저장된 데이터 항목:

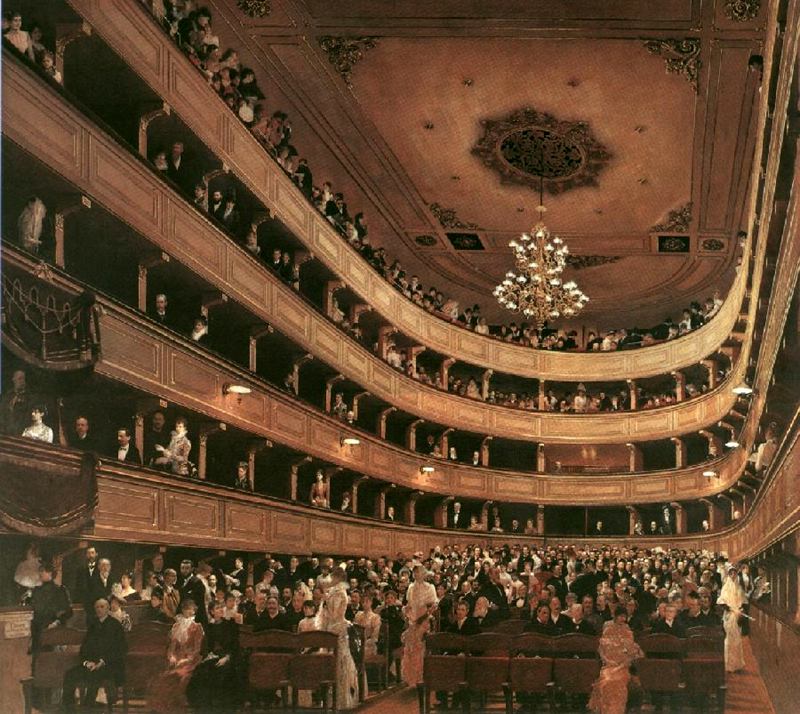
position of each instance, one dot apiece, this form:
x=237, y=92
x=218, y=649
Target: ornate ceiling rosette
x=528, y=146
x=255, y=8
x=680, y=57
x=344, y=52
x=742, y=10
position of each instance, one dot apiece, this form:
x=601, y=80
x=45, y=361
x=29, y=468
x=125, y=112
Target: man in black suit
x=192, y=588
x=456, y=519
x=126, y=450
x=82, y=438
x=85, y=580
x=669, y=624
x=102, y=659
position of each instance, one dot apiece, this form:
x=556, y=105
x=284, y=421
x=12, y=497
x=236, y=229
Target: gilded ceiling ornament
x=681, y=57
x=448, y=219
x=255, y=8
x=579, y=262
x=742, y=10
x=712, y=244
x=677, y=221
x=526, y=146
x=344, y=52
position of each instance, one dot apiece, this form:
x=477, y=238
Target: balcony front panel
x=128, y=188
x=124, y=24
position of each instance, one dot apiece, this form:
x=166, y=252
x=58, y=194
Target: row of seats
x=537, y=665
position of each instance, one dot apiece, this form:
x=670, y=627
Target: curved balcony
x=66, y=140
x=161, y=65
x=138, y=352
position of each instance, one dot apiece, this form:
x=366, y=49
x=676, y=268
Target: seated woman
x=167, y=693
x=213, y=686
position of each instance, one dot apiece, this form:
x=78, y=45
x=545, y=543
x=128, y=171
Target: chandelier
x=536, y=289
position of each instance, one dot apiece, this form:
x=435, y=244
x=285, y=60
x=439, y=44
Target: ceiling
x=389, y=100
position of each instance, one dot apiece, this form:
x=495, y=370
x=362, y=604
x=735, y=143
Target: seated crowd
x=192, y=31
x=554, y=590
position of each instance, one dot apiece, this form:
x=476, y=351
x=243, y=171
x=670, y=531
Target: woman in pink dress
x=618, y=651
x=167, y=693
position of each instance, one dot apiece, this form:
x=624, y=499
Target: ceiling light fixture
x=536, y=289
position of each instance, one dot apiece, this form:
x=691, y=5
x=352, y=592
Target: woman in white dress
x=733, y=598
x=421, y=601
x=331, y=619
x=38, y=430
x=371, y=621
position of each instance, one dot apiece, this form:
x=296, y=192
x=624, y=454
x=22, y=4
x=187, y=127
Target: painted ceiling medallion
x=528, y=145
x=255, y=8
x=677, y=221
x=579, y=262
x=345, y=52
x=448, y=219
x=742, y=10
x=681, y=57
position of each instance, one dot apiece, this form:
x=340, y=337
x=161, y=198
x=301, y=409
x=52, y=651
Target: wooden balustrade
x=58, y=134
x=156, y=59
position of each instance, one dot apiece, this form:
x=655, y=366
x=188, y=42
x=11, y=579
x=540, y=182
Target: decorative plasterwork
x=677, y=221
x=345, y=52
x=255, y=8
x=681, y=57
x=742, y=10
x=448, y=219
x=526, y=146
x=579, y=262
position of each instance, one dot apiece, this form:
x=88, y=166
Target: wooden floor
x=746, y=695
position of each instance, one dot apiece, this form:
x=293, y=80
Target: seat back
x=530, y=674
x=659, y=675
x=62, y=636
x=703, y=675
x=444, y=672
x=702, y=646
x=487, y=674
x=310, y=671
x=662, y=644
x=268, y=670
x=446, y=642
x=575, y=676
x=149, y=637
x=532, y=644
x=575, y=644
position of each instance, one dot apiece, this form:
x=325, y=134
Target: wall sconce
x=239, y=389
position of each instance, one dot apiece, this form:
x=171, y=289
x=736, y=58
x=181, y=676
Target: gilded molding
x=527, y=146
x=742, y=10
x=680, y=56
x=345, y=52
x=255, y=8
x=448, y=219
x=677, y=221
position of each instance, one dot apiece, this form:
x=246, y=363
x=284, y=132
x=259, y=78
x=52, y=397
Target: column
x=485, y=379
x=256, y=333
x=382, y=417
x=680, y=452
x=485, y=451
x=411, y=434
x=294, y=472
x=680, y=386
x=148, y=111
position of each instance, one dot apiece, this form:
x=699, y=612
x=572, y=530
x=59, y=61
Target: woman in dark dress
x=214, y=686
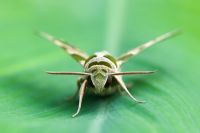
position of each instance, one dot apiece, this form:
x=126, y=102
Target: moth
x=101, y=71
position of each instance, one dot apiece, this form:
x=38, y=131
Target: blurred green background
x=32, y=101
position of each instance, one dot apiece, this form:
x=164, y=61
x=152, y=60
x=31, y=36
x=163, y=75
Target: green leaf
x=32, y=101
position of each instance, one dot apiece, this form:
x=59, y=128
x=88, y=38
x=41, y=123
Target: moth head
x=99, y=77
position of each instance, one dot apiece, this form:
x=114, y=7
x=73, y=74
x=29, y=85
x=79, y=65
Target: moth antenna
x=122, y=84
x=81, y=94
x=133, y=73
x=68, y=73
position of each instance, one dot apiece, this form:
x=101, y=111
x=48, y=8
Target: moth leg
x=122, y=84
x=81, y=93
x=123, y=58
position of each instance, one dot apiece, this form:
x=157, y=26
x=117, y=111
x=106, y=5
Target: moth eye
x=111, y=58
x=104, y=70
x=90, y=58
x=93, y=70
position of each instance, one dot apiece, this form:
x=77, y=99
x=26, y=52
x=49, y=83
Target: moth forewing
x=102, y=70
x=76, y=53
x=123, y=58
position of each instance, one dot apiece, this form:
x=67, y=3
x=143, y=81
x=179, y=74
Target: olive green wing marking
x=77, y=54
x=123, y=58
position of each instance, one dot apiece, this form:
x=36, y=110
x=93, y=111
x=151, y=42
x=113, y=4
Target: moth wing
x=77, y=54
x=123, y=58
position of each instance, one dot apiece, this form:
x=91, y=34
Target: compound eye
x=93, y=70
x=104, y=70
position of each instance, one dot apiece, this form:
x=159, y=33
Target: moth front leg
x=81, y=94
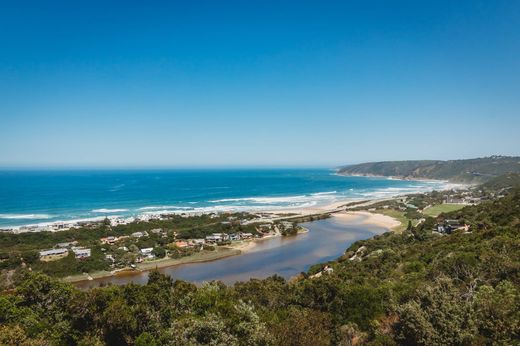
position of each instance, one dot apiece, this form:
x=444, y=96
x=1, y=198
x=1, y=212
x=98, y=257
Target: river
x=286, y=256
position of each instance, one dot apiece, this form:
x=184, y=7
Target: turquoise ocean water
x=34, y=197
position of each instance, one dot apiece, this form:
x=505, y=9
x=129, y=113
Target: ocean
x=42, y=196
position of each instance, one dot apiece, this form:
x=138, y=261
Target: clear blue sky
x=257, y=83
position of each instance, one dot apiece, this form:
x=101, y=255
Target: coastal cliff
x=460, y=171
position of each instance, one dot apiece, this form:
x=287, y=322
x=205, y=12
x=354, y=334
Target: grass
x=203, y=256
x=396, y=214
x=436, y=210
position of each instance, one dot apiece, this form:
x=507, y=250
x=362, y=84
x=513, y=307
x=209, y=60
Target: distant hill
x=503, y=182
x=462, y=171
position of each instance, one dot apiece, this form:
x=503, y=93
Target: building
x=217, y=238
x=81, y=253
x=67, y=245
x=198, y=241
x=108, y=240
x=234, y=237
x=181, y=244
x=147, y=252
x=47, y=255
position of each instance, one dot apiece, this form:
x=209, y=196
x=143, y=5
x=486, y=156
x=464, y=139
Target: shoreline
x=303, y=211
x=237, y=249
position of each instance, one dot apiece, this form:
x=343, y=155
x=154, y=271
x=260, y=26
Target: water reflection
x=287, y=256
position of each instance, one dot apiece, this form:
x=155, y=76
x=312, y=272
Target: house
x=81, y=253
x=147, y=252
x=47, y=255
x=217, y=237
x=181, y=244
x=66, y=245
x=198, y=241
x=213, y=239
x=287, y=224
x=108, y=240
x=234, y=237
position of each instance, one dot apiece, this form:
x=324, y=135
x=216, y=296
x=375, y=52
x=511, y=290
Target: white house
x=81, y=252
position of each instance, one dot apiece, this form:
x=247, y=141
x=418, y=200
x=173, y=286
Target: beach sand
x=364, y=217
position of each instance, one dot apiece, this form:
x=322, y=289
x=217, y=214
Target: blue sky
x=247, y=83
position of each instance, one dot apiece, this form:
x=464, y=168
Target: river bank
x=320, y=241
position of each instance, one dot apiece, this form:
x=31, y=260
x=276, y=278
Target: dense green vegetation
x=415, y=288
x=18, y=250
x=435, y=210
x=467, y=171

◆ 연습 문제
데이터의 첫 줄부터 "x=124, y=24"가 들어 있는 줄까지, 두 끝 줄을 포함하여 그대로 옮겨 적으세요. 그림은 답에 넣지 마세요.

◆ 예상 답안
position of each instance, one dot apiece, this form:
x=237, y=92
x=218, y=649
Target: ornate ceiling rosette
x=528, y=146
x=255, y=8
x=680, y=57
x=344, y=52
x=742, y=10
position of each instance, one dot apiece, this form:
x=601, y=80
x=45, y=361
x=29, y=468
x=125, y=112
Target: man in black suit
x=192, y=588
x=456, y=519
x=126, y=450
x=82, y=438
x=85, y=580
x=669, y=624
x=102, y=659
position of each instance, one dot apiece, this form:
x=556, y=105
x=284, y=421
x=12, y=497
x=236, y=229
Target: gilded ceiling ornament
x=681, y=57
x=448, y=219
x=255, y=8
x=579, y=262
x=742, y=10
x=712, y=244
x=677, y=221
x=526, y=146
x=344, y=52
position of each instance, one dot apiece, this form:
x=477, y=238
Target: balcony front panel
x=128, y=188
x=124, y=24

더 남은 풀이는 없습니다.